** Recorded data **
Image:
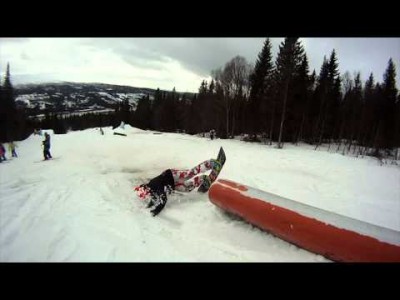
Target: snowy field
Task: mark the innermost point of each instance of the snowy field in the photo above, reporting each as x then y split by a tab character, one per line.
80	207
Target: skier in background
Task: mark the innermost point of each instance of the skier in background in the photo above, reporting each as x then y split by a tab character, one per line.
11	147
46	146
2	153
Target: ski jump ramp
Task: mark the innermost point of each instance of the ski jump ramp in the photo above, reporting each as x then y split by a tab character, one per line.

** The problem **
Output the listing above in full and exactly, with pictures excluded.

** Result **
Image:
Target: snowy field
Task: mark the innermost point of each instance of the snowy field in the photo above, reporting each as x then y split by a tab character, one per line.
80	207
Target: skier in background
Task: mark the innermost point of each instance of the skier in background in the photo above, reporting each as x then y split by a tab character, one per line.
11	147
46	146
2	153
Target: ski jump ramp
Task: mark the innermost point of each instance of the ski jump ramp in the photo above, reporting each as x then y split by a tab character, one per line.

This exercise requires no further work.